→ **Task to carry out**
Rewrite the data below, replacing "aircraft tire" with "airplane wheel" and leaving everything else unchanged.

=-=-=-=-=

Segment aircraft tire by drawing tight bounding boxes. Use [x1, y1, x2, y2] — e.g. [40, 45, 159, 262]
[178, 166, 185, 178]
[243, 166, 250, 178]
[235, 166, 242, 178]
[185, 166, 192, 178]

=-=-=-=-=

→ **Response**
Segment airplane wheel by drawing tight bounding boxes. Use [x1, y1, x2, y2] — e.g. [40, 45, 159, 262]
[178, 166, 185, 178]
[243, 166, 250, 178]
[235, 166, 242, 178]
[185, 166, 192, 178]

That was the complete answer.